*GOAL*.
Print all of the following lines word for word, without changing a single character.

*INFORMATION PROVIDED*.
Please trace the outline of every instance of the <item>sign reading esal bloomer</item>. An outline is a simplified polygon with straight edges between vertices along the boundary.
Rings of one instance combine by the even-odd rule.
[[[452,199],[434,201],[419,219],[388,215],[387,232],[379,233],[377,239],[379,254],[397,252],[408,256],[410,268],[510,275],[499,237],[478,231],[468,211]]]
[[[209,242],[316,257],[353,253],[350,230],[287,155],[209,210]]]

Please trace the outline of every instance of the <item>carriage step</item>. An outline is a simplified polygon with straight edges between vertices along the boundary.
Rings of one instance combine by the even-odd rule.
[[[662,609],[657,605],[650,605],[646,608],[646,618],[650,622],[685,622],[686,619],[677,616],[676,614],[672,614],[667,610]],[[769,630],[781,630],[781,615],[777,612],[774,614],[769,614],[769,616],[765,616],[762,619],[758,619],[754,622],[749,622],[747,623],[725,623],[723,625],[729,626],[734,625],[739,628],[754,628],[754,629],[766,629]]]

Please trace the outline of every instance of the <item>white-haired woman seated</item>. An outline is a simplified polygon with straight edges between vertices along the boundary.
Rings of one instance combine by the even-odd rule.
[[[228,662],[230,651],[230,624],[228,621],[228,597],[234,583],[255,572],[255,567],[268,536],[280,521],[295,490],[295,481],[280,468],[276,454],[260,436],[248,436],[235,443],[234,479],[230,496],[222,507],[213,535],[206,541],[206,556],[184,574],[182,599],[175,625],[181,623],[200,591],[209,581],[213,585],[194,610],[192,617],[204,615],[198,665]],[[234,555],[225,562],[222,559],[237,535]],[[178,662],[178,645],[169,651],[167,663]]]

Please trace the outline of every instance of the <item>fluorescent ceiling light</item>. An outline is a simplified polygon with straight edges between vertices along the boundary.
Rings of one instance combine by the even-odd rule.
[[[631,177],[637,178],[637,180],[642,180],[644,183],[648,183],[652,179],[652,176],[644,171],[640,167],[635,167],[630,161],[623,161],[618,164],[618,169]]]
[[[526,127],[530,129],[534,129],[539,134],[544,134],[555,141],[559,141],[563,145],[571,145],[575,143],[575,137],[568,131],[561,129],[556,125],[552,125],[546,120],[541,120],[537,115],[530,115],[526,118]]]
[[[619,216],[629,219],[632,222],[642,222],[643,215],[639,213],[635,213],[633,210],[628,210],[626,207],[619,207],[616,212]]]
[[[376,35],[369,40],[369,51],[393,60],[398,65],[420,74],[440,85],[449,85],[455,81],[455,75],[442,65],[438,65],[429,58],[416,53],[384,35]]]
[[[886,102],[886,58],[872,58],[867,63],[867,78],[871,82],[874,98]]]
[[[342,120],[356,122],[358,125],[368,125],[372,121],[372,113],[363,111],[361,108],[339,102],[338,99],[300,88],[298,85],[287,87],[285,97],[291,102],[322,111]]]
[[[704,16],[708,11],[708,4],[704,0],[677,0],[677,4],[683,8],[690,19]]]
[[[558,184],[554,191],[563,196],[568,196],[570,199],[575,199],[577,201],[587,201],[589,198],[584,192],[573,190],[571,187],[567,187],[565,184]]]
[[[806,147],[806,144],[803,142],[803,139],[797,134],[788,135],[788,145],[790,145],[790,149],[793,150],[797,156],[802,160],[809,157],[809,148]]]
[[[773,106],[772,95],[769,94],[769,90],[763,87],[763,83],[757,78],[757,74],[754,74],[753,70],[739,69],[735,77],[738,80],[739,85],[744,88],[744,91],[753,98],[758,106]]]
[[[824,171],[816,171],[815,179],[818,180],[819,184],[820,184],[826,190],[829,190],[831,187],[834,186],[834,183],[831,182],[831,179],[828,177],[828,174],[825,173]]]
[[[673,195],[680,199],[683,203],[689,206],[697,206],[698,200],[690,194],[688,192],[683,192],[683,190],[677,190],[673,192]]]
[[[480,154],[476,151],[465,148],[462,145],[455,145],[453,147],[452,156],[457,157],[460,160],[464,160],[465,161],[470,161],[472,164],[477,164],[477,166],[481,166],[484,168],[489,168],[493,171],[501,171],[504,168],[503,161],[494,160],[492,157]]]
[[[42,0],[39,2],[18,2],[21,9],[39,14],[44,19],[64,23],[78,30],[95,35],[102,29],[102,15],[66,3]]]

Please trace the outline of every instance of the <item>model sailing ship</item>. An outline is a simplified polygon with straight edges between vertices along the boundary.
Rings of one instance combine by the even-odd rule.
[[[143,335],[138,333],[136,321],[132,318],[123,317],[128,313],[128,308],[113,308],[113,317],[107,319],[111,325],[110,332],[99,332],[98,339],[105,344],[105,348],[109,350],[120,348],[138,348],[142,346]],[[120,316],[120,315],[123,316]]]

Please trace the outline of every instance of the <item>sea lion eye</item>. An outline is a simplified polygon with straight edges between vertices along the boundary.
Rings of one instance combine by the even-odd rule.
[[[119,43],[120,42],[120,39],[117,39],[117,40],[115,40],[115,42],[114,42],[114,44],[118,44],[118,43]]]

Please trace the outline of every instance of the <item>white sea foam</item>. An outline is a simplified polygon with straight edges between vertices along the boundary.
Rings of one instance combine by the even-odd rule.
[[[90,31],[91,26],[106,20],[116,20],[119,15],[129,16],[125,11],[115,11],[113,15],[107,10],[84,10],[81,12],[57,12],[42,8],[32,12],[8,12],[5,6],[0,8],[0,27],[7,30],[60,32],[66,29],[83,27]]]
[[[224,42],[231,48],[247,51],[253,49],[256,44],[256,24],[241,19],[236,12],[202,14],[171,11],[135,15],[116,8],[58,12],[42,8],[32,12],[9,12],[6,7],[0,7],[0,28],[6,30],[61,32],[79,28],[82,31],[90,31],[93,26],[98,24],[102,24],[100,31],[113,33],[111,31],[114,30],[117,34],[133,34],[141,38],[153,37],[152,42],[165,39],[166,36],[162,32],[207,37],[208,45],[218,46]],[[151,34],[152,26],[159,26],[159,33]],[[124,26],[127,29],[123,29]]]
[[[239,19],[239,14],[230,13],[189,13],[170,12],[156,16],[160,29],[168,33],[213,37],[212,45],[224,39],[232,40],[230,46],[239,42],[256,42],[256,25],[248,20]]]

*COMPLETED EXERCISE*.
Please trace the outline of every instance of the <item>sign reading esal bloomer</item>. An outline is a simplified polygon with straight edges between vertices along the boundary.
Rings of one instance combine by the even-odd rule.
[[[452,199],[434,201],[419,219],[388,215],[387,232],[379,233],[377,239],[379,254],[397,252],[408,256],[410,268],[510,275],[499,237],[478,231],[468,211]]]
[[[209,242],[316,257],[353,253],[350,230],[287,155],[209,210]]]

Please trace the outline of every instance of the <item>carriage step</item>. An outline is a simplified polygon with straight edges between vertices along the boundary.
Rings of one instance combine by the even-odd rule.
[[[662,609],[657,605],[650,605],[646,608],[646,618],[650,622],[685,622],[686,619],[677,616],[676,614],[672,614],[667,610]],[[769,630],[781,630],[781,615],[777,612],[774,614],[769,614],[769,616],[765,616],[762,619],[758,619],[754,622],[749,622],[747,623],[725,623],[723,625],[729,626],[734,625],[739,628],[754,628],[754,629],[766,629]]]

Please trace the outline of every instance of the <item>white-haired woman seated</item>. An outline is a simplified polygon with straight edges between vertices along the boundary.
Rings of one instance combine by the even-odd rule.
[[[228,662],[230,651],[230,624],[228,621],[228,597],[234,583],[255,572],[255,567],[268,536],[280,521],[295,490],[295,481],[280,468],[276,454],[260,436],[248,436],[235,443],[234,479],[230,496],[222,507],[213,535],[206,541],[206,556],[184,574],[182,599],[175,625],[181,623],[200,591],[209,581],[213,585],[194,610],[192,617],[204,615],[198,665]],[[234,555],[225,562],[222,559],[237,535]],[[178,662],[178,645],[169,651],[167,663]]]

Please trace the outline of every instance of the <item>fluorescent ceiling light</item>. An outline is a simplified polygon with straight edges between vertices along the boundary.
Rings of one instance combine by the even-odd rule.
[[[631,177],[637,178],[637,180],[642,180],[644,183],[648,183],[652,179],[652,176],[644,171],[640,167],[635,167],[630,161],[623,161],[618,164],[618,169]]]
[[[526,127],[530,129],[534,129],[539,134],[544,134],[555,141],[559,141],[563,145],[571,145],[575,143],[575,137],[568,131],[561,129],[556,125],[552,125],[546,120],[541,120],[537,115],[530,115],[526,118]]]
[[[619,216],[629,219],[632,222],[642,222],[643,215],[639,213],[635,213],[633,210],[628,210],[626,207],[619,207],[616,212]]]
[[[376,35],[369,40],[369,51],[393,60],[398,65],[420,74],[440,85],[449,85],[455,81],[455,75],[442,65],[438,65],[429,58],[416,53],[384,35]]]
[[[886,102],[886,58],[872,58],[867,63],[867,78],[871,82],[874,98]]]
[[[342,120],[356,122],[358,125],[368,125],[372,121],[372,113],[363,111],[361,108],[339,102],[338,99],[300,88],[298,85],[287,87],[285,97],[291,102],[322,111]]]
[[[704,16],[708,11],[708,4],[704,0],[677,0],[677,4],[683,8],[690,19]]]
[[[558,184],[554,191],[563,196],[568,196],[570,199],[575,199],[577,201],[587,201],[589,198],[584,192],[573,190],[571,187],[567,187],[565,184]]]
[[[806,147],[806,144],[803,142],[803,139],[797,134],[788,135],[788,145],[790,145],[790,149],[793,150],[797,156],[802,160],[809,157],[809,148]]]
[[[773,106],[772,95],[769,94],[769,90],[763,87],[763,83],[757,78],[757,74],[754,74],[753,70],[739,69],[735,77],[738,80],[739,85],[744,88],[744,91],[753,98],[758,106]]]
[[[824,171],[816,171],[815,179],[818,180],[819,184],[820,184],[826,190],[829,190],[831,187],[834,186],[834,183],[831,182],[831,179],[828,177],[828,174],[825,173]]]
[[[673,195],[680,199],[683,203],[689,206],[697,206],[698,200],[690,194],[688,192],[683,192],[683,190],[677,190],[673,192]]]
[[[480,154],[476,151],[465,148],[462,145],[455,145],[453,147],[452,156],[457,157],[460,160],[464,160],[465,161],[470,161],[472,164],[477,164],[477,166],[481,166],[484,168],[489,168],[493,171],[501,171],[504,168],[503,161],[494,160],[492,157]]]
[[[42,0],[39,2],[18,2],[21,9],[39,14],[44,19],[64,23],[78,30],[95,35],[102,29],[102,15],[66,3]]]

Please trace the outline of every instance of the <item>model sailing ship</item>. An outline is a simplified polygon with straight edges between vertices along the boundary.
Rings of one instance combine by the even-odd rule.
[[[143,335],[138,333],[136,321],[132,318],[123,317],[128,313],[128,308],[113,308],[113,317],[107,319],[111,325],[110,332],[99,332],[98,339],[105,344],[105,348],[109,350],[120,348],[138,348],[142,346]],[[120,316],[120,315],[123,316]]]

Please trace the outline of every instance of the <item>sea lion eye</item>. An outline is a simplified polygon with straight edges between vertices along the boundary.
Rings of one instance combine by the even-odd rule.
[[[119,43],[120,42],[120,39],[117,39],[117,40],[115,40],[115,42],[114,42],[114,44],[118,44],[118,43]]]

Please trace the outline of every instance of the <item>white sea foam</item>. An outline is a simplified polygon with straight edges between vertices along the boundary.
Rings of one instance combine by the even-odd rule.
[[[90,31],[91,26],[106,20],[116,20],[119,15],[129,16],[125,11],[115,11],[113,15],[107,10],[84,10],[81,12],[57,12],[42,8],[32,12],[8,12],[5,6],[0,8],[0,27],[7,30],[60,32],[66,29],[83,27]]]
[[[224,42],[231,48],[247,51],[253,49],[256,44],[256,24],[241,19],[236,12],[202,14],[171,11],[135,15],[116,8],[58,12],[42,8],[32,12],[9,12],[6,7],[0,7],[0,28],[6,30],[61,32],[79,28],[82,31],[90,31],[93,26],[98,24],[102,24],[100,31],[113,33],[111,31],[114,30],[117,34],[133,34],[141,38],[153,37],[152,42],[165,39],[166,36],[162,32],[207,37],[208,45],[218,46]],[[151,34],[152,26],[159,26],[159,33]],[[124,26],[127,29],[123,29]]]
[[[239,19],[239,14],[230,13],[189,13],[170,12],[156,16],[160,29],[168,33],[213,37],[212,45],[224,39],[232,40],[230,46],[239,42],[256,42],[256,25],[248,20]]]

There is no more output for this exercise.